**GIVEN RECORDS**

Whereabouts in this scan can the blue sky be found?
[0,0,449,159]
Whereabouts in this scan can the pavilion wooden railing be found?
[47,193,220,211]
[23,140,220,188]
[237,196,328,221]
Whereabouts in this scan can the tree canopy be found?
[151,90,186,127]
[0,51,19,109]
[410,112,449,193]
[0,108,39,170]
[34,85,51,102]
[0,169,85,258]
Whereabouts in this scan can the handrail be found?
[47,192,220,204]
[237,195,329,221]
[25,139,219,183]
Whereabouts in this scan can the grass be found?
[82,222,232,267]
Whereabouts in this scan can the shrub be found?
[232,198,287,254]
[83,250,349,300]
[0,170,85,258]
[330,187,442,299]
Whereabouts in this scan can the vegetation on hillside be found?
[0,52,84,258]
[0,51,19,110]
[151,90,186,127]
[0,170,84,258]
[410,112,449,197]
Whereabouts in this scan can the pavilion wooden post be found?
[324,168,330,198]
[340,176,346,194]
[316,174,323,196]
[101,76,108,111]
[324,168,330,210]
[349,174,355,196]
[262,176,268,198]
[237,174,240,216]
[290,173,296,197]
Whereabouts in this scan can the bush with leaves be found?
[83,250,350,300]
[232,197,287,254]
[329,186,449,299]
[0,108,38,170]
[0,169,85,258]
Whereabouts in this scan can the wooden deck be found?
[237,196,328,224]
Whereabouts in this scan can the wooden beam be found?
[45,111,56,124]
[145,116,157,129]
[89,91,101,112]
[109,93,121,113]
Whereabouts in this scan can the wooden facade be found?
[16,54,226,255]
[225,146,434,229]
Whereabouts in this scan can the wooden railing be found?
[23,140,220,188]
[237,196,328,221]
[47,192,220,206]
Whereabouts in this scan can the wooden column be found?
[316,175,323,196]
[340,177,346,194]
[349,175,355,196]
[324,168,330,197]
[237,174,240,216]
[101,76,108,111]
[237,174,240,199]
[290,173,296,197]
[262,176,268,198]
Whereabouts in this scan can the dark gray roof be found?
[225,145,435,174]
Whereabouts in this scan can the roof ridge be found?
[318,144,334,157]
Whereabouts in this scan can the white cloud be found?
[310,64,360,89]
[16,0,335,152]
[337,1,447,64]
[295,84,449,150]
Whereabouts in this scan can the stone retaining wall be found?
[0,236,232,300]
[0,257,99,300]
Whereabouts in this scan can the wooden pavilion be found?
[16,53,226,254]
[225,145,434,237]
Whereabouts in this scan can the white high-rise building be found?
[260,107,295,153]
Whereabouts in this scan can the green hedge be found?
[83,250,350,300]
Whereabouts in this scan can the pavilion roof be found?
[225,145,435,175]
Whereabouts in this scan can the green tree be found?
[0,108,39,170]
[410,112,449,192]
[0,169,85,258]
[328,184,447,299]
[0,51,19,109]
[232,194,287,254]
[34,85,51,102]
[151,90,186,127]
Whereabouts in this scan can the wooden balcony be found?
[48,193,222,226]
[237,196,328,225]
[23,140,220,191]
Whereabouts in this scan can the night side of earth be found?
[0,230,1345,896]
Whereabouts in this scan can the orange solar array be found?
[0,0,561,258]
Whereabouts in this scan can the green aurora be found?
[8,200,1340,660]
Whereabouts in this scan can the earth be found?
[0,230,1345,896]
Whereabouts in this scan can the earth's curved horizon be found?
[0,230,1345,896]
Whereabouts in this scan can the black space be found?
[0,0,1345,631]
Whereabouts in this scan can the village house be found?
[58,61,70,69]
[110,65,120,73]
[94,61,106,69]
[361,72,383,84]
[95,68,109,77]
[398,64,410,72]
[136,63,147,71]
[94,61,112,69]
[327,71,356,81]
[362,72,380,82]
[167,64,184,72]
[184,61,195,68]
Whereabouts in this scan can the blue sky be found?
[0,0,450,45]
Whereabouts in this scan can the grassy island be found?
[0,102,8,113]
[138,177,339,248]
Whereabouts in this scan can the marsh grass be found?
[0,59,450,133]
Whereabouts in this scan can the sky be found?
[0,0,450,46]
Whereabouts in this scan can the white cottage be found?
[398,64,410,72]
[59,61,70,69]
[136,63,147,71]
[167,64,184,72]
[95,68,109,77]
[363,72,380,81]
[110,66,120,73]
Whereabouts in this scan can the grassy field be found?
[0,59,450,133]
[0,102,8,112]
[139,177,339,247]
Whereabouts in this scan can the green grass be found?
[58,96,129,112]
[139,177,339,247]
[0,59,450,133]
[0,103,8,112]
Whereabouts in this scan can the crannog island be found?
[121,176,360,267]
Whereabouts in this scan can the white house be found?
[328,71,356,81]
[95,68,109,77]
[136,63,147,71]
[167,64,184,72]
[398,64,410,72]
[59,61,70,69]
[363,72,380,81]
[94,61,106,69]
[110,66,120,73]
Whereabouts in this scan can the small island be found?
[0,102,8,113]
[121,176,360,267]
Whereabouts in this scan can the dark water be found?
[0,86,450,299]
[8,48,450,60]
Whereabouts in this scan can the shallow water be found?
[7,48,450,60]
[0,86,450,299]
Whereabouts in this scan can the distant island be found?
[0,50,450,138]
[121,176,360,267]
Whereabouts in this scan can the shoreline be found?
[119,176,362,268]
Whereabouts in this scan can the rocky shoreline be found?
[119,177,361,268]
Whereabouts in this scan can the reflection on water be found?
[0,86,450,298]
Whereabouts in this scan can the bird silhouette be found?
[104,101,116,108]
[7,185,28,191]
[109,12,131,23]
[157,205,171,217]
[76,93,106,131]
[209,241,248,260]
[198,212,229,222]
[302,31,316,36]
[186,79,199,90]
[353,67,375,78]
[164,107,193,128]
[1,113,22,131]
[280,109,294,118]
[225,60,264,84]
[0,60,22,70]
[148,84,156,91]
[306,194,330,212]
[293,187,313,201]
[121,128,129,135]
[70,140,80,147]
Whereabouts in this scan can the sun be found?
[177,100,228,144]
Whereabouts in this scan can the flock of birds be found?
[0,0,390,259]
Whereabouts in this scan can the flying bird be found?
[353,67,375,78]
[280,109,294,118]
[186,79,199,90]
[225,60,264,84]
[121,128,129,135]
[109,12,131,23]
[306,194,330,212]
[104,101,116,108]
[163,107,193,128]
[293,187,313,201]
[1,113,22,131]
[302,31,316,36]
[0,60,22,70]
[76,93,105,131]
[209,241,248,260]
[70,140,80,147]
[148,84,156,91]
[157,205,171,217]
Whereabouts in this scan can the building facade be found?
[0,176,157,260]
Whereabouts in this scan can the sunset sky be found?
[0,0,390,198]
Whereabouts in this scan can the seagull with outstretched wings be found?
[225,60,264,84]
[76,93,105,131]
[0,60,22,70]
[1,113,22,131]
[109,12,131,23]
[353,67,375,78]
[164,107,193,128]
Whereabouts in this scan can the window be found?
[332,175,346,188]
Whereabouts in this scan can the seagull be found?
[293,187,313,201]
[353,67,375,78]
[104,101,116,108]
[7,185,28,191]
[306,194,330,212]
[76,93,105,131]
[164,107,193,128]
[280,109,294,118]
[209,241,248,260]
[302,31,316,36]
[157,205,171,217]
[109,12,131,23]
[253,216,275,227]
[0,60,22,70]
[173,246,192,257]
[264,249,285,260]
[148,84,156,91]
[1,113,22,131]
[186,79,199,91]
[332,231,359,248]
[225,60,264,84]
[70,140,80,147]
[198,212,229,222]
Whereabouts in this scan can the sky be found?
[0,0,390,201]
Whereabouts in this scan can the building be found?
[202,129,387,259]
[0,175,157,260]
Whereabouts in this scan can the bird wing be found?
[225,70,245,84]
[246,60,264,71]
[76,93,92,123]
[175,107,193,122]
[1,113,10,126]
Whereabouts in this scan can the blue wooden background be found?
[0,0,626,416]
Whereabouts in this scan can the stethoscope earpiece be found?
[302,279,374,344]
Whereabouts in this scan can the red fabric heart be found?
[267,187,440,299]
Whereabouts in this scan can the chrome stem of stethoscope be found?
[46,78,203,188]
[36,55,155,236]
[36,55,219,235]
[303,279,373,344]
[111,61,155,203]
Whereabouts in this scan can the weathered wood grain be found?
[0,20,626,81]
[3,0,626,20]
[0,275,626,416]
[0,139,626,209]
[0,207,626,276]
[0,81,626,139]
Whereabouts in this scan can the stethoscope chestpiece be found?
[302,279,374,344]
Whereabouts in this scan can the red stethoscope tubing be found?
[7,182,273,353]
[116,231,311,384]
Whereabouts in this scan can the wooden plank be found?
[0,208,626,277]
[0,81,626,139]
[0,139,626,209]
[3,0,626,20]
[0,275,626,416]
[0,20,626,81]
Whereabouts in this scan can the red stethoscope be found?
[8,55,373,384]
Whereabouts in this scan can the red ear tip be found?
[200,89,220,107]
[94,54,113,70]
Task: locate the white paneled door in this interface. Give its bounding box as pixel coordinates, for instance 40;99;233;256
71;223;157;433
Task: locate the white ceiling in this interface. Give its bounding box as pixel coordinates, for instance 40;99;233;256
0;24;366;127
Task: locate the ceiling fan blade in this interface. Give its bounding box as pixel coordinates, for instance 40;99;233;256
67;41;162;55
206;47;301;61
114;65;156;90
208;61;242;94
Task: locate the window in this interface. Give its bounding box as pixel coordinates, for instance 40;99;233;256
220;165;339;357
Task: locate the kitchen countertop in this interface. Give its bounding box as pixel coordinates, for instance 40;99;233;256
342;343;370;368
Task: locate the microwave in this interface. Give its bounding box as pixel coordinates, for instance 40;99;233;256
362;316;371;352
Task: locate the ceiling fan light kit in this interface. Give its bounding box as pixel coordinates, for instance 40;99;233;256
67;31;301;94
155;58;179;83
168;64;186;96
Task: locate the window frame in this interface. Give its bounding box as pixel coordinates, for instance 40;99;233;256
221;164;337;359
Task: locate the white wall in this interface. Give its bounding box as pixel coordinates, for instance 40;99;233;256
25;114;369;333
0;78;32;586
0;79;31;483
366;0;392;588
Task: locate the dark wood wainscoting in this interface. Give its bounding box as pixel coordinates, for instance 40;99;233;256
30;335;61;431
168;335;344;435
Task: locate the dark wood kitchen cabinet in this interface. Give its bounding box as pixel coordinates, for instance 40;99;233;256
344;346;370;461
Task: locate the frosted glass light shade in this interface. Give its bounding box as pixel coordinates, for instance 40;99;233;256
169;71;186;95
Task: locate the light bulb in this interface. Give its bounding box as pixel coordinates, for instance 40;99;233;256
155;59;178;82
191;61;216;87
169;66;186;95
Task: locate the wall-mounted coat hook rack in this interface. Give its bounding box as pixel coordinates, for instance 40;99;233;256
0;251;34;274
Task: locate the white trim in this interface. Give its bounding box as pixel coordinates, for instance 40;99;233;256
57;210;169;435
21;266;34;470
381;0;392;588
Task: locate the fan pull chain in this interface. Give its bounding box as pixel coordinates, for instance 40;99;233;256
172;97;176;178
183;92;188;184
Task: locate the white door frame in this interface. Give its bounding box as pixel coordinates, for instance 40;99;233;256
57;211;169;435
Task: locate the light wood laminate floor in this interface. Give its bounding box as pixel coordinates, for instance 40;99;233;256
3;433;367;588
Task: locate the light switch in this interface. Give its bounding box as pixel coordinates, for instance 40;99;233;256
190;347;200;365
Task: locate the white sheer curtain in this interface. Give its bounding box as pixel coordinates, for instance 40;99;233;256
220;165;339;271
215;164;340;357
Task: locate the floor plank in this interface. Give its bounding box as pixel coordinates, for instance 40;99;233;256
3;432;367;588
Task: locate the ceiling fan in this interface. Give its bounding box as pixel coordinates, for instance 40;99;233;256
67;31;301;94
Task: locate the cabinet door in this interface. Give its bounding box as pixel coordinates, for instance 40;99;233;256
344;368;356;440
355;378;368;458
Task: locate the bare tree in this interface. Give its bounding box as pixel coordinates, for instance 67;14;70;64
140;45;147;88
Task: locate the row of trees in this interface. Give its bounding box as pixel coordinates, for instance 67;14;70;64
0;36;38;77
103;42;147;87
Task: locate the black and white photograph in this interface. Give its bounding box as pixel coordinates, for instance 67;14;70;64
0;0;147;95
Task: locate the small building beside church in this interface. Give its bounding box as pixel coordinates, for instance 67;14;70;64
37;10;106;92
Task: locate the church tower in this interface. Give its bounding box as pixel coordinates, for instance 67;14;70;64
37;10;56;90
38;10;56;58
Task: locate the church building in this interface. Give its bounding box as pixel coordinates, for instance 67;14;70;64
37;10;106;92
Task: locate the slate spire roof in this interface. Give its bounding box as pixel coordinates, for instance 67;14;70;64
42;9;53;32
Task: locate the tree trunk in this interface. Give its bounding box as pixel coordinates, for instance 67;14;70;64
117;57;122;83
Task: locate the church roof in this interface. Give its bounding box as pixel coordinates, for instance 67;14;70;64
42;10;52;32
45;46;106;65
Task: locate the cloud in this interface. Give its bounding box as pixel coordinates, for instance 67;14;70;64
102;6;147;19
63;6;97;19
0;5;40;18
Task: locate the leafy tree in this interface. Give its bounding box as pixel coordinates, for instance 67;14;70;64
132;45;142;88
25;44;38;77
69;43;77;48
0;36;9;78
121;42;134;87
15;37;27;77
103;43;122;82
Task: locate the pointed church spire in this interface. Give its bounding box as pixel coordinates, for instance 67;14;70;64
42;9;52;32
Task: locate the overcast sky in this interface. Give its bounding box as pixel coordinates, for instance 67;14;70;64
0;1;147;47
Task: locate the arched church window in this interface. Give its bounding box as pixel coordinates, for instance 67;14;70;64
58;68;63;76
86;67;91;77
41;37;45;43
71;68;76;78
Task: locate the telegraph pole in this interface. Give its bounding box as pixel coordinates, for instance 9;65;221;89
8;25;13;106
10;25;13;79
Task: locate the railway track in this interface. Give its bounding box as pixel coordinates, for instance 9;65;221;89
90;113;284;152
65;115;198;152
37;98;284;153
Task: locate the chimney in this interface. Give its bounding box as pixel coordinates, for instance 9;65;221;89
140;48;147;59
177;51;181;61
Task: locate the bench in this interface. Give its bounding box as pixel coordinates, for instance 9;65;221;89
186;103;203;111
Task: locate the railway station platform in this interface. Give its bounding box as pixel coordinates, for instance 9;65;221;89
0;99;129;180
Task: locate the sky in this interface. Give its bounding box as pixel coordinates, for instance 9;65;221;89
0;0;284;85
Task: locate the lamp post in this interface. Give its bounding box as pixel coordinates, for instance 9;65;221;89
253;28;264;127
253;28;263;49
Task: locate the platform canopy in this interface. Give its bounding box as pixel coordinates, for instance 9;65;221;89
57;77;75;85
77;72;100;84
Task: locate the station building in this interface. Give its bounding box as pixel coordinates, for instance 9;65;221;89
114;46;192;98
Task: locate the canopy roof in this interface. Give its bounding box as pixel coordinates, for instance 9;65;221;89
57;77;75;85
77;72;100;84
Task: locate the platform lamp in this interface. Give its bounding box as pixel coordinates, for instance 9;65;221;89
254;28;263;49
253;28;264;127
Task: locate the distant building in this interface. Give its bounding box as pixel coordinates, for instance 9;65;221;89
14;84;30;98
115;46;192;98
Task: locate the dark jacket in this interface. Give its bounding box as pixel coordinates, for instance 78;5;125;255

**WHAT IS EXPECTED**
Rewrite the listing from the line that has "Task: locate the cabinet" through the line that has "103;42;147;87", putting "leafless tree" in place of "bare tree" and leaving everything else the same.

**WORKED SOLUTION**
Task: locate the cabinet door in this interface. Give its bounding box as pixel coordinates, for instance 40;99;233;256
344;368;356;440
355;378;368;458
Task: locate the leafless tree in this interface. Give its bounding box as pixel coordinates, for instance 67;14;70;64
140;45;147;88
Task: locate the row of trees in this interface. Give its bounding box as pixel coordinates, for instance 67;14;70;64
0;36;38;77
103;42;147;87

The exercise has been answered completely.